→ **Activity**: Each line below must be written out exactly as shown.

----- Data to process -----

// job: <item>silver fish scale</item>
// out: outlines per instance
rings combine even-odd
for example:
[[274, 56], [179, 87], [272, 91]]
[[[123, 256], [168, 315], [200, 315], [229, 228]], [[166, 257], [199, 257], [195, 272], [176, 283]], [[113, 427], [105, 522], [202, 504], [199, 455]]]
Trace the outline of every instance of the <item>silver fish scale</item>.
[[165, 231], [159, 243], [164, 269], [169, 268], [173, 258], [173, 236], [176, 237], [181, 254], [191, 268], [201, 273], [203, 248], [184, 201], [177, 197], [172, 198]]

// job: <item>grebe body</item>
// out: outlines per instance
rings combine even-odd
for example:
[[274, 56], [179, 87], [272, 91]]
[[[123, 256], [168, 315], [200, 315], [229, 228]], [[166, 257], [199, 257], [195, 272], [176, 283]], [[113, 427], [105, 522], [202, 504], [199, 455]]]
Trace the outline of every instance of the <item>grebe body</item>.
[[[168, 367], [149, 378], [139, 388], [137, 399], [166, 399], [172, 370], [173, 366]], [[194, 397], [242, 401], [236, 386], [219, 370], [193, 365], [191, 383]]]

-----

→ **Task result**:
// job: <item>silver fish scale</item>
// out: outlines per instance
rings combine even-odd
for example:
[[274, 56], [179, 87], [272, 91]]
[[[123, 256], [168, 315], [200, 315], [229, 228]], [[166, 257], [199, 257], [195, 272], [176, 283]], [[113, 427], [105, 522], [202, 504], [199, 455]]]
Trace the outline of every instance of the <item>silver fish scale</item>.
[[165, 231], [159, 243], [164, 269], [169, 268], [173, 258], [173, 236], [176, 237], [181, 254], [191, 268], [201, 273], [203, 248], [184, 201], [177, 197], [172, 198]]

// job: <item>grebe body</item>
// out: outlines per instance
rings combine even-odd
for example:
[[274, 56], [179, 87], [272, 91]]
[[[123, 256], [168, 315], [200, 315], [229, 228]], [[166, 257], [199, 257], [195, 272], [176, 283]], [[113, 427], [105, 522], [202, 504], [199, 455]]]
Trace the outline of every instance of the <item>grebe body</item>.
[[[168, 367], [149, 378], [139, 388], [137, 399], [166, 399], [172, 370], [173, 366]], [[194, 397], [242, 401], [236, 386], [219, 370], [193, 365], [191, 383]]]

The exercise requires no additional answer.